_TASKS AND EXERCISES:_
- 1) In the passage on work, rewrite the paragraph beginning "Work is a scalar quantity" as a short bulleted list that keeps its main facts.
- 2) Write out the passage on work from "The force must" up to and including "terms of joules.", word for word.

_SELECTED PASSAGE:_

________________

Work is the energy applied to an object as it moves some distance. The amount of work done is directly proportional to the magnitude of force applied, as well as the displacement of the object. In some cases, there may be an angle between the direction of displacement and force vector.
The force must be perpendicular to the direction of displacement in order to produce work. This can be considered through application of trigonometry, where the angle is found between the displacement distance and force vector. When the force opposes the direction of displacement, the work produced is negative.
Work is a scalar quantity as it does not have a defined direction. The unit for work is the Newton meter (Nm), since force is measured in Newtons (N) and displacement is measured in meters (m). Most commonly, work is written in units of joules (J), an SI unit. All types of energy, such as heat and potential energy, are measured in terms of joules.
We can determine the work done by specific forces in varying scenarios. As a hockey puck slides across a surface, multiple forces are present and play separate roles. No work is done by the normal force or gravitational force since the vectors are perpendicular to the direction of displacement. On the other hand, the friction force is parallel to the surface, and does work on the hockey puck. However, the friction force produces negative work. This will always be the case as friction constantly opposes movement.

________________

_DATA LINES:_
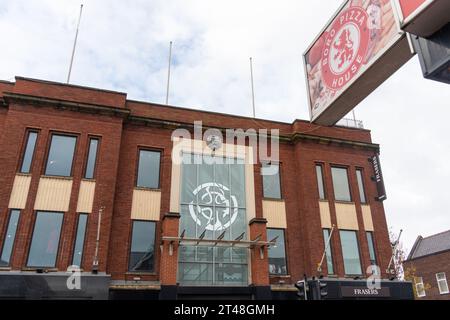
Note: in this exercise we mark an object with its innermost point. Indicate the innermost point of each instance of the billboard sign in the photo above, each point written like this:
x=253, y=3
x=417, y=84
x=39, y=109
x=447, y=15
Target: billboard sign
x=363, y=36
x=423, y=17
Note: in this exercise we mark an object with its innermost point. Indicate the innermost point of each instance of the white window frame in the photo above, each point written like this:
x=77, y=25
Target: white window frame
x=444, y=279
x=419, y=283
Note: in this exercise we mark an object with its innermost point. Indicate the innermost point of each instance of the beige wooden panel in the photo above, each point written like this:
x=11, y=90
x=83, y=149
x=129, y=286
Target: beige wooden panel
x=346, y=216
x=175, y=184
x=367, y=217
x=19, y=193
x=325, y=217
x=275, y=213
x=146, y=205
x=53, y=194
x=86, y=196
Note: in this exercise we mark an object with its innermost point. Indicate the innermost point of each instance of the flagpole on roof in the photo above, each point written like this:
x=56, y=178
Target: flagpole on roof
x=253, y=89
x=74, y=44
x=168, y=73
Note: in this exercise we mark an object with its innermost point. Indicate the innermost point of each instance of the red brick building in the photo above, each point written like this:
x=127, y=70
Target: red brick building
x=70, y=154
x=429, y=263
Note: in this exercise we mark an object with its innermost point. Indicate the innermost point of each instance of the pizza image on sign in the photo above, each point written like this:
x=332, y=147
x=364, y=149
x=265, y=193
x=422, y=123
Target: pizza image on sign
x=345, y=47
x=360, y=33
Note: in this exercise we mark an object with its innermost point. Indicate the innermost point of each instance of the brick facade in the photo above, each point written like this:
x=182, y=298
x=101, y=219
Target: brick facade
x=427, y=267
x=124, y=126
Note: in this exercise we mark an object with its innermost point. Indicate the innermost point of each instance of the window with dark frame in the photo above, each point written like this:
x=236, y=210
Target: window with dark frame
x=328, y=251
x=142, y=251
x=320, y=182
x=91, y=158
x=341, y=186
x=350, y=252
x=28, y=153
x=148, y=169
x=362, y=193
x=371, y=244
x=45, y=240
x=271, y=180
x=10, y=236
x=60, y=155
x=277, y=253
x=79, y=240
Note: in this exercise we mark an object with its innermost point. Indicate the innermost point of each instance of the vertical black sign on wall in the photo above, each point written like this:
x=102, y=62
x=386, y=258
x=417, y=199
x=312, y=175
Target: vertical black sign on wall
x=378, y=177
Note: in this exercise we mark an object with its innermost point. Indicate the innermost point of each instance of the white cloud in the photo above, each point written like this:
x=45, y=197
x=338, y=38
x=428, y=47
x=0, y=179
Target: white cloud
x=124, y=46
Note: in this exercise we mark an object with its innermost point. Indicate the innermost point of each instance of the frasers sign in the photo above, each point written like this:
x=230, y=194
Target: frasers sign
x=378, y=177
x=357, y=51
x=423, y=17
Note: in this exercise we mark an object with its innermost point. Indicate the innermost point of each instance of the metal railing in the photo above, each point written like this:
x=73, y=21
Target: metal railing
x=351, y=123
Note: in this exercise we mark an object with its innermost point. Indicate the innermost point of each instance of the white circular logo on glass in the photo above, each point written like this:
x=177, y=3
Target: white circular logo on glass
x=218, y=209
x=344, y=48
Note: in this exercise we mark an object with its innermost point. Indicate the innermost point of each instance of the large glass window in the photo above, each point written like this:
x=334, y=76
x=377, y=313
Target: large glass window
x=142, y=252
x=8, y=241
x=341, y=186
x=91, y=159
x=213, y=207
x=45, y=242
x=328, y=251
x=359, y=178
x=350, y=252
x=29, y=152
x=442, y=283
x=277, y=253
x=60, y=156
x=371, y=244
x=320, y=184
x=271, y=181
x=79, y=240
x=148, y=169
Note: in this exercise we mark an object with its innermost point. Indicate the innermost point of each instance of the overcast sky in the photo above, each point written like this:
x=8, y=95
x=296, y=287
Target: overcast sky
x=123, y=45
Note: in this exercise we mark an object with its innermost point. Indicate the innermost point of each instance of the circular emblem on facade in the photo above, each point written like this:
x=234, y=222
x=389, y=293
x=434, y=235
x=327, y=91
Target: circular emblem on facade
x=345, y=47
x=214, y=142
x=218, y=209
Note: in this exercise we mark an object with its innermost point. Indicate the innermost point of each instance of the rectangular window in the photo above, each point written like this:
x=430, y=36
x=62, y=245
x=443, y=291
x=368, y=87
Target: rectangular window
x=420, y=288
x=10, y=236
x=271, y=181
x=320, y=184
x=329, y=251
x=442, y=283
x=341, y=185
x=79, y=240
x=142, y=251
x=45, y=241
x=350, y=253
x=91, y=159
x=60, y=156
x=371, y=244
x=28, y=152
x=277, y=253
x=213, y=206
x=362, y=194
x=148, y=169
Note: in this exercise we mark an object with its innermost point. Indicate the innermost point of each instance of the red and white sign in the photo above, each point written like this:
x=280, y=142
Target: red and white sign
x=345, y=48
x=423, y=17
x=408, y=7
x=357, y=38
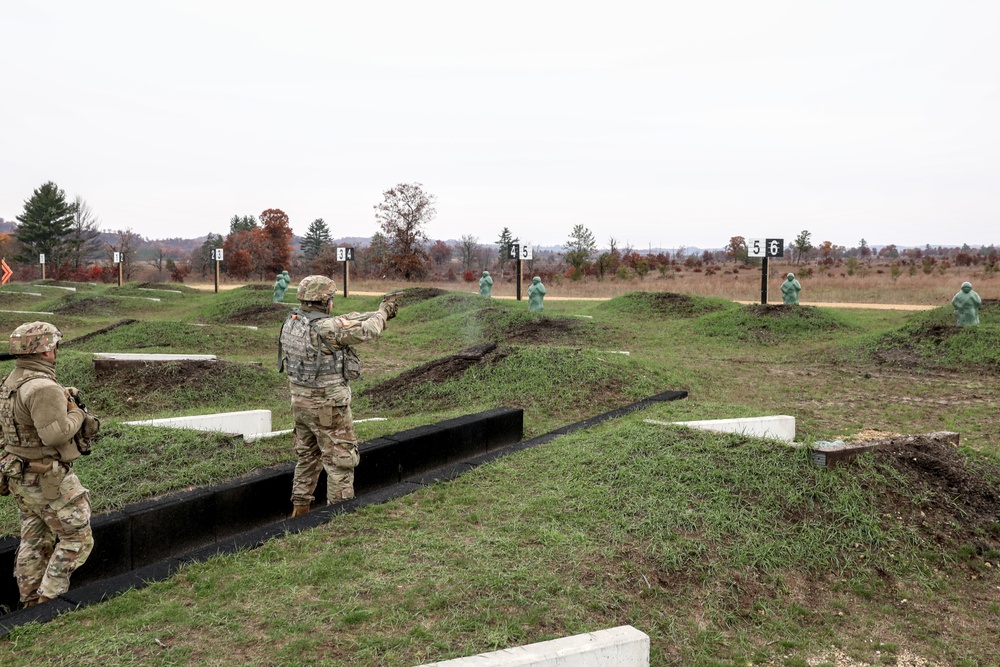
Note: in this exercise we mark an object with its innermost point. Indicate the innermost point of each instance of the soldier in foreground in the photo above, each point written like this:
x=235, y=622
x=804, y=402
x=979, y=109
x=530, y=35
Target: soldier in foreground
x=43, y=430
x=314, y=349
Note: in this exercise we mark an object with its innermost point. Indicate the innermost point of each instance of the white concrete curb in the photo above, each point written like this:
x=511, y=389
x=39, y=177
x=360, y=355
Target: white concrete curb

________________

_THE ANSWERS:_
- 1)
- Work is a scalar quantity because it has no defined direction.
- Its unit is the Newton meter (Nm), since force is measured in Newtons (N) and displacement in meters (m).
- It is most commonly written in joules (J), an SI unit.
- All types of energy, such as heat and potential energy, are measured in joules.

- 2)
The force must be perpendicular to the direction of displacement in order to produce work. This can be considered through application of trigonometry, where the angle is found between the displacement distance and force vector. When the force opposes the direction of displacement, the work produced is negative.
Work is a scalar quantity as it does not have a defined direction. The unit for work is the Newton meter (Nm), since force is measured in Newtons (N) and displacement is measured in meters (m). Most commonly, work is written in units of joules (J), an SI unit. All types of energy, such as heat and potential energy, are measured in terms of joules.